» **MATERIAL TO PROCESS**:
★ ★ ★ ★

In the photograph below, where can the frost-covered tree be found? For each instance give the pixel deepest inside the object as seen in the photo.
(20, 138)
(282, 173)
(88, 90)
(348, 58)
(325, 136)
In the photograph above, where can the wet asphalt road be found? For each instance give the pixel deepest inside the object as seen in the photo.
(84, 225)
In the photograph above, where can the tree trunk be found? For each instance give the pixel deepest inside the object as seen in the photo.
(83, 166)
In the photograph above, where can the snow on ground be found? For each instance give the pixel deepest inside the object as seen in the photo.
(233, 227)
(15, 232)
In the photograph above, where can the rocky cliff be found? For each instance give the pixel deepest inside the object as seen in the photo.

★ ★ ★ ★

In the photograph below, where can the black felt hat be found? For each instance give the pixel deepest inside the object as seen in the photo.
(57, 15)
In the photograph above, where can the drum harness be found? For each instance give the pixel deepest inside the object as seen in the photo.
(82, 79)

★ ★ ★ ★

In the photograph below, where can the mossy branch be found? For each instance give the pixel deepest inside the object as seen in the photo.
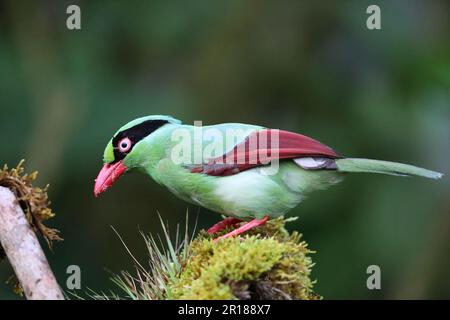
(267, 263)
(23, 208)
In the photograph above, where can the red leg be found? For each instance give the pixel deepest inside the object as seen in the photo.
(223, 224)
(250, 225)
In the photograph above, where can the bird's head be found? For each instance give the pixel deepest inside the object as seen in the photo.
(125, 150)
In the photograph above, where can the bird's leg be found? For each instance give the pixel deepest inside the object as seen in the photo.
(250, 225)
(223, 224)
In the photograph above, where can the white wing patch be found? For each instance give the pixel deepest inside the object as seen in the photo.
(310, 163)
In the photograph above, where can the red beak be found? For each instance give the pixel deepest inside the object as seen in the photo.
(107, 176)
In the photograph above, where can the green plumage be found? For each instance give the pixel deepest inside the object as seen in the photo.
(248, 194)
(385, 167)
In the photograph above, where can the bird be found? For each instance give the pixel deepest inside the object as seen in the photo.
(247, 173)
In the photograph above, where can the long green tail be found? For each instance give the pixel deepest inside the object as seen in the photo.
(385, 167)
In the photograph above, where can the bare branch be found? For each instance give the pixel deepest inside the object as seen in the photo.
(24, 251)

★ ★ ★ ★

» **THE REQUEST**: Write the rows above as a JSON list of strings with one string per line, skipping blank lines. Start at the line that contains "In the photograph above, where can the wet" and end at the line that contains "In the photograph above, where can the rocky", with both of those lines included.

» **WRITTEN SOLUTION**:
[
  "In the photograph above, where can the wet asphalt road be found? For each instance give the pixel deepest inside the object as seen in the photo.",
  "(84, 225)",
  "In the photograph above, where can the tree trunk be found? For each instance give the pixel deepest inside the object as seen in the photo.",
  "(83, 166)",
  "In the photograph above, where can the snow on ground be found? For each instance give the pixel deepest inside the object as seen in the photo.",
  "(233, 227)",
  "(15, 232)",
  "In the photograph above, where can the rocky cliff be found? For each instance give the pixel deepest inside the object as seen in the photo."
]